• _SHORT EXERCISE A_: Return the passage of the sermon on orphans from "Here in more" up to and including "precarious.".
• _SHORT EXERCISE B_:
Answer these questions using the sermon on orphans:
(i) According to the Unicef estimate, how many children around the world today have lost both parents?
(ii) Besides orphans, which two needy groups of the ancient world does the Bible often name?
(iii) On what night does Jesus say "I will not leave you orphaned" to his disciples?
• _SHORT EXERCISE C_: Continue the sermon on orphans from the point where it stops.

• _EXTRACT TO READ_:
____

“I will not leave you orphaned” says Jesus to his disciples, speaking
on the night before he is crucified. It’s a poignant phrase which touches one
of our deepest fears, the fear of having to face the world alone when we aren’t
ready to do so.
Here in more privileged Western Europe we’re probably not as
aware of orphans as our forebears were; Unicef estimates that there are about
15 million orphans around the world today – children under 18 who have lost
both parents - and 140 million who have lost one parent. Of course there are
many more who don’t have the love and care they need for other reasons. The
orphans who come to our minds most readily may be the ones in literature, like
those in the novels of Charles Dickens, or the children’s stories many of us
grew up with – Anne of Green Gables, The Little Princess, Kim, Heidi, Ballet
Shoes. They are usually stories where it all comes right in the end, but the reality
is, as it always has been, that many orphans don’t triumph over adversity. They
don’t even live to grow up and tell the tale. Their lives can be desperately
precarious.
That’s why the Bible so often hammers home the importance of caring
for them, along with the other two most needy groups in the ancient world,
widows and foreigners. “You shall not
deprive a resident foreigner or an orphan of justice,” says the book of
Deuteronomy (24.7) “When you reap your harvest … and forget a
sheaf in the field, you shall not go back to get it; it shall be left for the
foreigner, the orphan, and the widow, so that the Lord your God may bless you
in all your undertakings.” (Deuteronomy 24.19)

____

(Lines of data)

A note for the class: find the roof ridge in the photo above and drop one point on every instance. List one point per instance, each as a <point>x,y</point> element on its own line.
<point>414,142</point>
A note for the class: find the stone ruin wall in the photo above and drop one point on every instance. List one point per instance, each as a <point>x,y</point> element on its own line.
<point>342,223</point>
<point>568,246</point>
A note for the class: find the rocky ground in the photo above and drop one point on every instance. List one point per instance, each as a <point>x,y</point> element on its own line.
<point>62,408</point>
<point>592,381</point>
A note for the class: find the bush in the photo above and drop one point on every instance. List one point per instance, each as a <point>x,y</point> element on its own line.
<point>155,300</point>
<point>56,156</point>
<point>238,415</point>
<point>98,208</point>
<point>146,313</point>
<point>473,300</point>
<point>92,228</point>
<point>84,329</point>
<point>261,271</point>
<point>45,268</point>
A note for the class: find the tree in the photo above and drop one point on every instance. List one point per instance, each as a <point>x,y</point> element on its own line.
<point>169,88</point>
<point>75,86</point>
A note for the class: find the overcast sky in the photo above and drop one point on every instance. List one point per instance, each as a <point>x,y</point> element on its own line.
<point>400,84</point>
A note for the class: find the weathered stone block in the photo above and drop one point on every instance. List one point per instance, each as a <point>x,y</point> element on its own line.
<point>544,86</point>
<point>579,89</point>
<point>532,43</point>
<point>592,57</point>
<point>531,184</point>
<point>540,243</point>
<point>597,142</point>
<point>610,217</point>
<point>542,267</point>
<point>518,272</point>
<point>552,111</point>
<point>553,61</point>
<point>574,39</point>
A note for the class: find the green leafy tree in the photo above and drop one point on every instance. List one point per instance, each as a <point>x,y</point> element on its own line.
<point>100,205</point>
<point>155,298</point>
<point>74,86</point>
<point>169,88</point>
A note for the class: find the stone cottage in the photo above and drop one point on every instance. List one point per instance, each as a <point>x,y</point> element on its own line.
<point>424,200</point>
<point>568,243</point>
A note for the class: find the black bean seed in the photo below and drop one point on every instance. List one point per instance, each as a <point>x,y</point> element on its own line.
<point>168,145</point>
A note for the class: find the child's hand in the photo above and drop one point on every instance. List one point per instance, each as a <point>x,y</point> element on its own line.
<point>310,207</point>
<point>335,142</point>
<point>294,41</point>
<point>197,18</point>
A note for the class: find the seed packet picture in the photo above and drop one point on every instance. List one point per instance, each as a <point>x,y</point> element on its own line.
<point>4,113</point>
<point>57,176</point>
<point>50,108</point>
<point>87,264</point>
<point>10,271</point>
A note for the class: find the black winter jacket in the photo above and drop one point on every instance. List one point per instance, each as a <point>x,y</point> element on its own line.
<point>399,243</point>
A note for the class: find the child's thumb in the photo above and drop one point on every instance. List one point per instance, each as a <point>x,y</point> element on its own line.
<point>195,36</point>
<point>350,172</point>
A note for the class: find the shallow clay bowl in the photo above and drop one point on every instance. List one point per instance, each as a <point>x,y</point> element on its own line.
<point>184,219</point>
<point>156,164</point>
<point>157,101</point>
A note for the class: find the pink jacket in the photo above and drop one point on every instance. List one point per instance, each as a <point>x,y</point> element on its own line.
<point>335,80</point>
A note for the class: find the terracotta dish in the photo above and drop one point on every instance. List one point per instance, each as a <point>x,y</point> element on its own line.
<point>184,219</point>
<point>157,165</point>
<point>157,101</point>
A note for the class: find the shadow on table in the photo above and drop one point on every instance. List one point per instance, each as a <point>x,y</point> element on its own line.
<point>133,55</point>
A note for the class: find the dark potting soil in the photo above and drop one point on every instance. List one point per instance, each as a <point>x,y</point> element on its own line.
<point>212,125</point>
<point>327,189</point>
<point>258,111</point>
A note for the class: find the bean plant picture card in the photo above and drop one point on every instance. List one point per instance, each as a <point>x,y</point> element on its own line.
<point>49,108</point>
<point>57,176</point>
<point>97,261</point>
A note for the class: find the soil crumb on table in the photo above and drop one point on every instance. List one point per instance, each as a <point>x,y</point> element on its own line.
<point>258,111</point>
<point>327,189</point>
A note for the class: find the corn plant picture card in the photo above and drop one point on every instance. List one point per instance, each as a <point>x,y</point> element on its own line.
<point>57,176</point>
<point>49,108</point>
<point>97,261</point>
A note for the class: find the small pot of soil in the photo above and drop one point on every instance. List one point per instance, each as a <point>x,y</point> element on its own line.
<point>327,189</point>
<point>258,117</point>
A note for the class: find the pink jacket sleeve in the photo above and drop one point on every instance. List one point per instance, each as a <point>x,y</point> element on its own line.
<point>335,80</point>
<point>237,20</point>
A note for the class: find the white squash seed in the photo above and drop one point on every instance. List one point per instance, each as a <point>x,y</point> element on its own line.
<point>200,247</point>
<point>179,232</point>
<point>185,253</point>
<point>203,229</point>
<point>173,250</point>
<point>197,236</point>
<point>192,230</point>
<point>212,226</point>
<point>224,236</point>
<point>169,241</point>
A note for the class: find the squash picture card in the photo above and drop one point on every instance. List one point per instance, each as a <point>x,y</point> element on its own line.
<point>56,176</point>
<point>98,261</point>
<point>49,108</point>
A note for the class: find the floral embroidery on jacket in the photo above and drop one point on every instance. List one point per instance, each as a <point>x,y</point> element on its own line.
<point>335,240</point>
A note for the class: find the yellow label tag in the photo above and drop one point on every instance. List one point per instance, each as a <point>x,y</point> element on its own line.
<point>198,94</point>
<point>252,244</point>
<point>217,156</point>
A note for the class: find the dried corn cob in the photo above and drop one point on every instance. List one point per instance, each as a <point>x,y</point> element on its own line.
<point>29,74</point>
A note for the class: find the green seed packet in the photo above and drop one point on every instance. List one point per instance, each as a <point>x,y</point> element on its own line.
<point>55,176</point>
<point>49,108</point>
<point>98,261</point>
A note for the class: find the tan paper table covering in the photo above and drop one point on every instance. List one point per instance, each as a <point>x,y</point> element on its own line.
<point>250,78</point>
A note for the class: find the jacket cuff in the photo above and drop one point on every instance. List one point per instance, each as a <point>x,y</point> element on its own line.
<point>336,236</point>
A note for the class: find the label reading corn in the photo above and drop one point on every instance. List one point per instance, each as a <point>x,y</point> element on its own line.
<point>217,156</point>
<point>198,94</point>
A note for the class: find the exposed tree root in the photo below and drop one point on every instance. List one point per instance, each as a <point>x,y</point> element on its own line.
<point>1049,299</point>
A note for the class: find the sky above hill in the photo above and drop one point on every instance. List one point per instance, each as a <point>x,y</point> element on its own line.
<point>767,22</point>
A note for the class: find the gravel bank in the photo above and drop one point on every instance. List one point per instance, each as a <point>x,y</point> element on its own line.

____

• _EXERCISE RESULT A_:
Here in more privileged Western Europe we’re probably not as
aware of orphans as our forebears were; Unicef estimates that there are about
15 million orphans around the world today – children under 18 who have lost
both parents - and 140 million who have lost one parent. Of course there are
many more who don’t have the love and care they need for other reasons. The
orphans who come to our minds most readily may be the ones in literature, like
those in the novels of Charles Dickens, or the children’s stories many of us
grew up with – Anne of Green Gables, The Little Princess, Kim, Heidi, Ballet
Shoes. They are usually stories where it all comes right in the end, but the reality
is, as it always has been, that many orphans don’t triumph over adversity. They
don’t even live to grow up and tell the tale. Their lives can be desperately
precarious.

• _EXERCISE RESULT B_:
(i) About 15 million.
(ii) Widows and foreigners.
(iii) The night before he is crucified.

• _EXERCISE RESULT C_:
Again and again, the Old Testament prophets denounce those
who fail to protect orphans. (Malachi 3.5,
Zechariah 7.10, Ezekiel 22.7, Jeremiah 5.28, Isaiah 1.23) The letter of
James, in the New Testament, mentions orphans as part of a sort of litmus test
of the genuineness of faith., “Religion
that is pure and undefiled before God is this “ he says” to care for orphans and widows
in their distress”(James 1.27) If you don’t do that, any claim to be
following Jesus is meaningless. In an age when there was no welfare state, it
was very difficult to live without a family or clan around you for protection
and practical support. Everyone needed to belong somewhere, to someone. Having
no family around you could be a death sentence, as it still is in many parts of
the world.
That’s the fear that Jesus touches on when he uses this word,
orphan, on the night before he dies. Of course, he isn’t speaking to small
children. He’s speaking to his disciples, grown adults, burly fishermen who’ve
sailed through stormy seas, tax-collectors who’ve had to deal with the Roman
political and military machine, women who’ve had to live off their wits and
their courage in a male-dominated world. Yet he recognises that when they lose
him, first to crucifixion and then as he ascends to his Father in heaven, they’ll
feel bereft and uncertain. They’ll have to make their own decisions as they
take on the work he’s called them to. And it won’t be easy. They’ll face
persecution and maybe even death. Some may be cast out of the families they’ve grown
up in, rejected by others. They’ll feel like orphans adrift in a wide and scary
world.
We may not face challenges as great as those, but however old
we are, however much we’ve been through, we all come to points in our lives
when we realise we can’t handle the stuff life dumps on us on our own. We look
around for the adult in the room, and we’re a bit horrified to find that it’s
us. We may be grown up chronologically, but there’s always a small child within
us, looking for help and guidance.
The comforting thing about this passage is that Jesus doesn’t
tell his followers to “grow up and act their age”. He doesn’t tell them that
they really ought to know what they are doing by now. Instead he says to them, “I will not leave you orphaned”. He
affirms that it’s ok to feel bereft. It’s ok to feel out of our depth. It’s ok
to feel that we don’t know what we’re doing. It’s ok to need help, to need
others, to need God. In fact if we don’t accept our need of God and of one
another, we cut ourselves off from so much that might have blessed us. If our
hands aren’t open, how can anyone put anything into them?
Jesus promises his disciples, and us, that though we may
sometimes feel alone, we are not alone. He talks about the Holy
Spirit, God’s presence here and now, where we are. Up until now, he says, his followers have had
to be with him physically to see him and hear him. But when he’s gone from
their sight, he promises that they’ll discover the wonderful truth that,
actually they can never be separated from.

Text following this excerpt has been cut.